■ Exercise prompt ■
Nothing but an exact copy is wanted here: the line with "the woman's right" and all the lines that follow it in the entries below.

■ Exercise inputs ■

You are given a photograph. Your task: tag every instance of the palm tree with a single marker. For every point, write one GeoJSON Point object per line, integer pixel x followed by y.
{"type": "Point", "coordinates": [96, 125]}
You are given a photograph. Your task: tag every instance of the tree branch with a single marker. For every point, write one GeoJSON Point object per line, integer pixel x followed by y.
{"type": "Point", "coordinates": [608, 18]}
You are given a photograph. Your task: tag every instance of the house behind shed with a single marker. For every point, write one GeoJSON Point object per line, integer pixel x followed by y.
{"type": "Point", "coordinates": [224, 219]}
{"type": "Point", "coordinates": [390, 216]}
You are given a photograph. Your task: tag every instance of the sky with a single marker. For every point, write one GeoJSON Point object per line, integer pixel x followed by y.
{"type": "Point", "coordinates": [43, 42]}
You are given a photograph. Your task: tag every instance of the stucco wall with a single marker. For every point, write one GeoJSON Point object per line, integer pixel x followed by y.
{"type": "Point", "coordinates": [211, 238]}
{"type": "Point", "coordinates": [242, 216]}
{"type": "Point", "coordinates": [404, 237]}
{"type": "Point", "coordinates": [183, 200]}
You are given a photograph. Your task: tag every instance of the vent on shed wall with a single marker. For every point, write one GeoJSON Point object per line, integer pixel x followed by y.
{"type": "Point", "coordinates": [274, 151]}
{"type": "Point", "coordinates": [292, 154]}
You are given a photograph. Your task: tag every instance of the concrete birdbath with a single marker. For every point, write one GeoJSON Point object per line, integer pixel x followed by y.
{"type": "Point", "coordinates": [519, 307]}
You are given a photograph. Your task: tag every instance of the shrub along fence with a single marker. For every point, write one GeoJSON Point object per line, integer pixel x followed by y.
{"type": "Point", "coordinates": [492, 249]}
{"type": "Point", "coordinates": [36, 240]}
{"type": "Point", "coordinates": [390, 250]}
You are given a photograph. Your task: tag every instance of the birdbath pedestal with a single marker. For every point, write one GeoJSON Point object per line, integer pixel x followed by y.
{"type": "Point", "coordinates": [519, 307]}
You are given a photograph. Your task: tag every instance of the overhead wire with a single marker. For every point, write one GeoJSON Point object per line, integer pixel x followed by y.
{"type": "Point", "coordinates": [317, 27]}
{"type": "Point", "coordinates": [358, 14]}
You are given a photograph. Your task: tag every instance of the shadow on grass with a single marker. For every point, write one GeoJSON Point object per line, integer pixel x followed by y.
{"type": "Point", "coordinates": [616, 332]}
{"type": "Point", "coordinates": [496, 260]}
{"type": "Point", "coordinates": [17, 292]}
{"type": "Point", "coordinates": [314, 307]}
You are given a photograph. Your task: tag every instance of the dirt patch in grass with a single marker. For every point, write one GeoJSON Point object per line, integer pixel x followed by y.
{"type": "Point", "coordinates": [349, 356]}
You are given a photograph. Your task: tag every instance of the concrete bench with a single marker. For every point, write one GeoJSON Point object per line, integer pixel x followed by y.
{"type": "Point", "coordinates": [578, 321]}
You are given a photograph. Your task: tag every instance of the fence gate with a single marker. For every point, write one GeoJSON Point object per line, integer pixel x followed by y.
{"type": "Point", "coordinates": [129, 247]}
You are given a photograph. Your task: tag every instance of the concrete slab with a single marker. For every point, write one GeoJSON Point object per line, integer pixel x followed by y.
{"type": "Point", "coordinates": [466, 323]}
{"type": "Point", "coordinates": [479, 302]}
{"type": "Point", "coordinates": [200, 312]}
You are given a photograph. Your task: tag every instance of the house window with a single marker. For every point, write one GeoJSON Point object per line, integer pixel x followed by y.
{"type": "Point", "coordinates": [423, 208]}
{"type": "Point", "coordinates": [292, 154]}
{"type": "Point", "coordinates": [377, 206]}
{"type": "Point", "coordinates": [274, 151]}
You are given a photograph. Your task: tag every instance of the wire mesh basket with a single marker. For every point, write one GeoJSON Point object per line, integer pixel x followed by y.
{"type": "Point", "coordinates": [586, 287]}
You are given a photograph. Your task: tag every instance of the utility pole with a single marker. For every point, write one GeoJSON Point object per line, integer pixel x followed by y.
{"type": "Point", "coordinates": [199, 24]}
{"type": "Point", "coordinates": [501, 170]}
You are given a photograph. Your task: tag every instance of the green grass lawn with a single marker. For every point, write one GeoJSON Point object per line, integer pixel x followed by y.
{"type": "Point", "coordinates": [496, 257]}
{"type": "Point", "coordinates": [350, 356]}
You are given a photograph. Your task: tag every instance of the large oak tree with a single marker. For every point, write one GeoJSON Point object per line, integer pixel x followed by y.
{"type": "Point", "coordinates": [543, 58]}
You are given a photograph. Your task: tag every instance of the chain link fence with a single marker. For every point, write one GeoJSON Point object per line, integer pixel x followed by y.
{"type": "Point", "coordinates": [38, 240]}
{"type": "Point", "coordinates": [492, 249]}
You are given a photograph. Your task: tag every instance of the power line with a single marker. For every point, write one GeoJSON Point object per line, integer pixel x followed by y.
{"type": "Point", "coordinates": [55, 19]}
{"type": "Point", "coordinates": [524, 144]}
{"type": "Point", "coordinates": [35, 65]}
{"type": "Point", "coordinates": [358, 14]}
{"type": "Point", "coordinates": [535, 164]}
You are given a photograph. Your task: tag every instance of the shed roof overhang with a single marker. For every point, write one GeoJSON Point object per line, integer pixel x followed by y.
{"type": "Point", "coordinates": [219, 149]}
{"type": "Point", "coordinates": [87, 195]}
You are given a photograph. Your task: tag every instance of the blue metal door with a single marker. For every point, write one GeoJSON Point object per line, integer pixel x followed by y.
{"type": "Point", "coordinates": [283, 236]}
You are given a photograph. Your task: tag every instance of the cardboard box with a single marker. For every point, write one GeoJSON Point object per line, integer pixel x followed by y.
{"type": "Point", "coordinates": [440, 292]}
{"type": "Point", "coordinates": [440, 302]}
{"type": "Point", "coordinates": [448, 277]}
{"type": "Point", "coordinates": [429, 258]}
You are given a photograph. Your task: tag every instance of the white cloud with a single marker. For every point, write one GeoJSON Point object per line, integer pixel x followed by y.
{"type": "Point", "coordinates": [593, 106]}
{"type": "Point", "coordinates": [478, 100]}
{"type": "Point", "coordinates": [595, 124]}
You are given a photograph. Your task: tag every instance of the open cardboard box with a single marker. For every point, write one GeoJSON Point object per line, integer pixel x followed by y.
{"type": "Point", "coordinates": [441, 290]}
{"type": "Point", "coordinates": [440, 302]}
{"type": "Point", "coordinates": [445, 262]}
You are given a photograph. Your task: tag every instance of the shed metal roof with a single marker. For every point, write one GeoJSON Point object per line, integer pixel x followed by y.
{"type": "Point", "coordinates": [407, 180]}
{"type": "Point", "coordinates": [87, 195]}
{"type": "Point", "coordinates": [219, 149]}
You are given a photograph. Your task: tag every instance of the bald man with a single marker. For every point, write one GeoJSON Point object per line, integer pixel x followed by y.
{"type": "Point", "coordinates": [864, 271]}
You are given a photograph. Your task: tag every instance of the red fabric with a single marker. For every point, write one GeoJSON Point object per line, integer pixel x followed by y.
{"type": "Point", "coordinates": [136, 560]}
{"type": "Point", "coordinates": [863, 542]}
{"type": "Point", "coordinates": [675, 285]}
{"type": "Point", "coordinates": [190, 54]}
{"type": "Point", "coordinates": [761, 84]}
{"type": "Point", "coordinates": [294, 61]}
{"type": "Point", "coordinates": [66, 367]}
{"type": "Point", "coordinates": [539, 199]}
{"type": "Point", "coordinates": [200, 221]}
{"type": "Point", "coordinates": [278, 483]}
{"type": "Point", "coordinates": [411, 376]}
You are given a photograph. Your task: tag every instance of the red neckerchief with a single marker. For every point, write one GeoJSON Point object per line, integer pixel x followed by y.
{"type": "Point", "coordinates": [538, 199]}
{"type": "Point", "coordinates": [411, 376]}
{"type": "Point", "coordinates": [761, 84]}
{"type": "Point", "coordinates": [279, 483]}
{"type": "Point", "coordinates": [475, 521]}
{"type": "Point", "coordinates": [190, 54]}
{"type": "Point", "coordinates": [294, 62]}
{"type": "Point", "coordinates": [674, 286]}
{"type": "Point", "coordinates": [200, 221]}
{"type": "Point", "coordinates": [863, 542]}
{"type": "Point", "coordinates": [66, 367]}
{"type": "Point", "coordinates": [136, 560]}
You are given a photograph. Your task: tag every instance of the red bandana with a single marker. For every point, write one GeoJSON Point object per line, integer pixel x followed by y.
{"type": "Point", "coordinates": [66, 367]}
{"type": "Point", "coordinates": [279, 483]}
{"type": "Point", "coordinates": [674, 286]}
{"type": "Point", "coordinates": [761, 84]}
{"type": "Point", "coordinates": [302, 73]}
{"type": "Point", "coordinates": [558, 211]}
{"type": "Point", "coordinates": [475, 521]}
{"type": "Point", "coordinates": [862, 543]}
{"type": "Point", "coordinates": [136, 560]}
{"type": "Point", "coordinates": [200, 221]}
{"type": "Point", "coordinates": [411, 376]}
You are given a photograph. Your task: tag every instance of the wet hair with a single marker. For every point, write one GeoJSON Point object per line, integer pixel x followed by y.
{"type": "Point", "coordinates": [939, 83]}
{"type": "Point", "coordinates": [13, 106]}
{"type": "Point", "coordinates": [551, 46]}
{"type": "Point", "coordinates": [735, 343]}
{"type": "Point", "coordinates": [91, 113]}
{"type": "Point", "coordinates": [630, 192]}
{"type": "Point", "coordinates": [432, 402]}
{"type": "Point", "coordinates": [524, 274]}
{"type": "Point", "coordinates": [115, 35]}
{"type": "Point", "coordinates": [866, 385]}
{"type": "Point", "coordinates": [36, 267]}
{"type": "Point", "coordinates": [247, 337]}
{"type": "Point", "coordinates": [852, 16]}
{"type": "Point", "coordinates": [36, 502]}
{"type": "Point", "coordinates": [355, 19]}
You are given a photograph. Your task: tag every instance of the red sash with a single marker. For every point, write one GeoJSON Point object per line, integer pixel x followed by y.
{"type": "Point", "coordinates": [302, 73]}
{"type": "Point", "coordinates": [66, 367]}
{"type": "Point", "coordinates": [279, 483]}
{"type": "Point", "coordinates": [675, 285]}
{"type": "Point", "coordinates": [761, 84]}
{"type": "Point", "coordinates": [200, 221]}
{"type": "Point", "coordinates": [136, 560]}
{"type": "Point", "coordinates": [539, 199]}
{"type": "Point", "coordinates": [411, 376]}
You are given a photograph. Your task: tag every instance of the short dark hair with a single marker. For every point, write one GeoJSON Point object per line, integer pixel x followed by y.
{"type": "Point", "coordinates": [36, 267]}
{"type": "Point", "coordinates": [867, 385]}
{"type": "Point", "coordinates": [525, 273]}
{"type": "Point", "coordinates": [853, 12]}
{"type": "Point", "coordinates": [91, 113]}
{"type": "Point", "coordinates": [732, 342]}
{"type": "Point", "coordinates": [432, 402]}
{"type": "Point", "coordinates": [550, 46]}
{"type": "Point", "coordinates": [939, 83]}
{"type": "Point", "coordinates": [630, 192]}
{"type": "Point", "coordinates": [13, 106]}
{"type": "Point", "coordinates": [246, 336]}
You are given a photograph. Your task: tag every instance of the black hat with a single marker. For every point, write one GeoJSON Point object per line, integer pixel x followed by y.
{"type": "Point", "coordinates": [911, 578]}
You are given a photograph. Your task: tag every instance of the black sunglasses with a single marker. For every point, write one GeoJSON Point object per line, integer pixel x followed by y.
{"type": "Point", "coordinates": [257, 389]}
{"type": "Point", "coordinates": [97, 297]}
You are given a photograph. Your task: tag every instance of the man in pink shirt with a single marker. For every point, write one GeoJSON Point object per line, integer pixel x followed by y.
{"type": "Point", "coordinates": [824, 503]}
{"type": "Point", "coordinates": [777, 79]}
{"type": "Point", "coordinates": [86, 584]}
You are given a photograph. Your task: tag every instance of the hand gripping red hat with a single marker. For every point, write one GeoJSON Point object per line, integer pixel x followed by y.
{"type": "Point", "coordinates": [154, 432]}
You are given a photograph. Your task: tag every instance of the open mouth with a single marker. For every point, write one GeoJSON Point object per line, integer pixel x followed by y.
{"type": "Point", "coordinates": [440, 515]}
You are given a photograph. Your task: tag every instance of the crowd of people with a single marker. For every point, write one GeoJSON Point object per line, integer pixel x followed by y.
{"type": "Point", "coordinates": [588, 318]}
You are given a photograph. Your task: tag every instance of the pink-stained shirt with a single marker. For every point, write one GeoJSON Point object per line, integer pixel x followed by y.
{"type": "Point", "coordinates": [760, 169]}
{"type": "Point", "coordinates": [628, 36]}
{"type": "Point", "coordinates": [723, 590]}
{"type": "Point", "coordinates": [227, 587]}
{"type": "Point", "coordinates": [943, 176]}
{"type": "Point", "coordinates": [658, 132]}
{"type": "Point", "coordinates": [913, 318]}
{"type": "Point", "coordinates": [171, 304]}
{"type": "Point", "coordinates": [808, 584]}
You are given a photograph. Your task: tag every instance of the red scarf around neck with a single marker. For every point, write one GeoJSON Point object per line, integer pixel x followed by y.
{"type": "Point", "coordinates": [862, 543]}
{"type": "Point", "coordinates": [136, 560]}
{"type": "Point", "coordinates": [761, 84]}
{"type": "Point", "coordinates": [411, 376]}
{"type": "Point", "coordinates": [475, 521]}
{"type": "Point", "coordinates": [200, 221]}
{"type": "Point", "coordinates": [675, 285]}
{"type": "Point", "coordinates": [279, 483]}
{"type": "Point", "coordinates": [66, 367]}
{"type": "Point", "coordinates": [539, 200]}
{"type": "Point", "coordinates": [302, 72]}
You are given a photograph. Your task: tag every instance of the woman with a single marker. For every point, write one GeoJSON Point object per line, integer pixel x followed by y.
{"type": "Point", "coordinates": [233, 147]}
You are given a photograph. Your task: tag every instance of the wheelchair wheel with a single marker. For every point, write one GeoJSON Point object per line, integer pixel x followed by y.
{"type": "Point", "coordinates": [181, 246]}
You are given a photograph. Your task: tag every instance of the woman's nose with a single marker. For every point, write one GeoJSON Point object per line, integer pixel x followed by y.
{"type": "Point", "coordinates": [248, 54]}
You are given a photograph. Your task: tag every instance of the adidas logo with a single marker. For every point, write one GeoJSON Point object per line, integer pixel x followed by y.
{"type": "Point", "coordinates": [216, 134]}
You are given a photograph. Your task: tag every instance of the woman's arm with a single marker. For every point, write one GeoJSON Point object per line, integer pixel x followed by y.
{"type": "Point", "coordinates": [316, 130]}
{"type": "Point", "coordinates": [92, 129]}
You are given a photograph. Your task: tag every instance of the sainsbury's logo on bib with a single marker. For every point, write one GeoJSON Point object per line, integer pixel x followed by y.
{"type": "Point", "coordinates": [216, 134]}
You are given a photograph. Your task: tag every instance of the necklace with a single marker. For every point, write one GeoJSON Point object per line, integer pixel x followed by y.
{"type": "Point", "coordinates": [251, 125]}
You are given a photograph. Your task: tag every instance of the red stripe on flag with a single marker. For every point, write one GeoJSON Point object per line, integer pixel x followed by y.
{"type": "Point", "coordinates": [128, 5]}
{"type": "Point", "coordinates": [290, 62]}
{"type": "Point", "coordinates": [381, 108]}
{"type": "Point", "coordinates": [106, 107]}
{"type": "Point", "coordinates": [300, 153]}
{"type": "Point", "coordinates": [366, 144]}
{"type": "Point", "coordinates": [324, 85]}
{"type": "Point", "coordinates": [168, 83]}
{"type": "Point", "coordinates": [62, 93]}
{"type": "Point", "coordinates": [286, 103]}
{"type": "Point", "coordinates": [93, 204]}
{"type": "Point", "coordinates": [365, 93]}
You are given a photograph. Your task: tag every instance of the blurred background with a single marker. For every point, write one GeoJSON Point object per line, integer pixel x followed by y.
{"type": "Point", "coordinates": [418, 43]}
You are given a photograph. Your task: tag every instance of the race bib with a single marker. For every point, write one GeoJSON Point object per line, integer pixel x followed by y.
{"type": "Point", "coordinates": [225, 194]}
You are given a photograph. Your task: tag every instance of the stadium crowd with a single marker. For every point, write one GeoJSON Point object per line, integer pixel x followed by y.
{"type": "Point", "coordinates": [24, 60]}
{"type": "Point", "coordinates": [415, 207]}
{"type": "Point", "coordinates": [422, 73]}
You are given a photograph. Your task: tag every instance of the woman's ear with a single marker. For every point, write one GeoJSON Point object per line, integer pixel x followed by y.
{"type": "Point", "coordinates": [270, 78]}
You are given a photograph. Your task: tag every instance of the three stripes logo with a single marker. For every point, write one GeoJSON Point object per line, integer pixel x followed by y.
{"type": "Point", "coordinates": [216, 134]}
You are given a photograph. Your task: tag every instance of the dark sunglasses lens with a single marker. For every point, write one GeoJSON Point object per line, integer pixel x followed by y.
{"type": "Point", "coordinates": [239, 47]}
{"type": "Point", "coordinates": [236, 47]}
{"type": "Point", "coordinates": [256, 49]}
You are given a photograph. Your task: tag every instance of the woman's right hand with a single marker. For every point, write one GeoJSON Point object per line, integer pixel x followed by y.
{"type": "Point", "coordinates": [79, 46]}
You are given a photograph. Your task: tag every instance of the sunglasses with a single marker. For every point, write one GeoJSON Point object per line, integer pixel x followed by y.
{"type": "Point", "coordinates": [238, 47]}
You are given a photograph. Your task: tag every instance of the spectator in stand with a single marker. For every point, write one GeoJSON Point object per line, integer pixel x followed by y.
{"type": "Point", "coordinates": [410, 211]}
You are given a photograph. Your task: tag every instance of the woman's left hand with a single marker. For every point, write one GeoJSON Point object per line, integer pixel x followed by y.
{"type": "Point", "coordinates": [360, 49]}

■ Finished exercise ■
You are given a photograph. Your task: tag every instance of the woman's right hand with a single marker. For every point, write one GeoJSON Point object per line, integer pixel x followed by y.
{"type": "Point", "coordinates": [79, 46]}
You are given a photograph. Your task: tag every instance of the sunglasses with a single marker. For every point, write one GeoJSON Point object per line, integer pixel x followed by y.
{"type": "Point", "coordinates": [238, 47]}
You are given a photograph. Your task: tag every instance of the spectator in stand with a single marker. For every point, write one GeoJSON Point object per line, integer pixel x followed by y.
{"type": "Point", "coordinates": [410, 211]}
You are given a photograph. Your task: tag every instance of the woman's left hand with a single marker. For every point, write one GeoJSON Point object per line, integer pixel x followed by y.
{"type": "Point", "coordinates": [360, 49]}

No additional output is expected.